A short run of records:
========================================================================
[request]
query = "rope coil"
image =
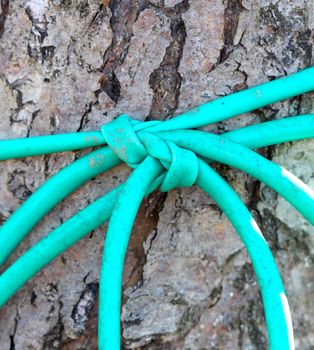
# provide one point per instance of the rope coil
(165, 155)
(133, 147)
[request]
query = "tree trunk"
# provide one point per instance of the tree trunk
(73, 65)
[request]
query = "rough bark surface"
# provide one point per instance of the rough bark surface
(68, 65)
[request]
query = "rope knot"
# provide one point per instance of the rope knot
(132, 142)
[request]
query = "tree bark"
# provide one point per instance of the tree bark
(73, 65)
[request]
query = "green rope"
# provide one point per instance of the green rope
(166, 156)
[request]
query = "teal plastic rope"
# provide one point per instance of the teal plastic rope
(164, 156)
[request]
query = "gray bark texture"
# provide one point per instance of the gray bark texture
(72, 65)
========================================================================
--- Short task ---
Report how many lines of the rows above contain the string "point", counting case as significant. Give only the number.

--- Exercise solution ---
8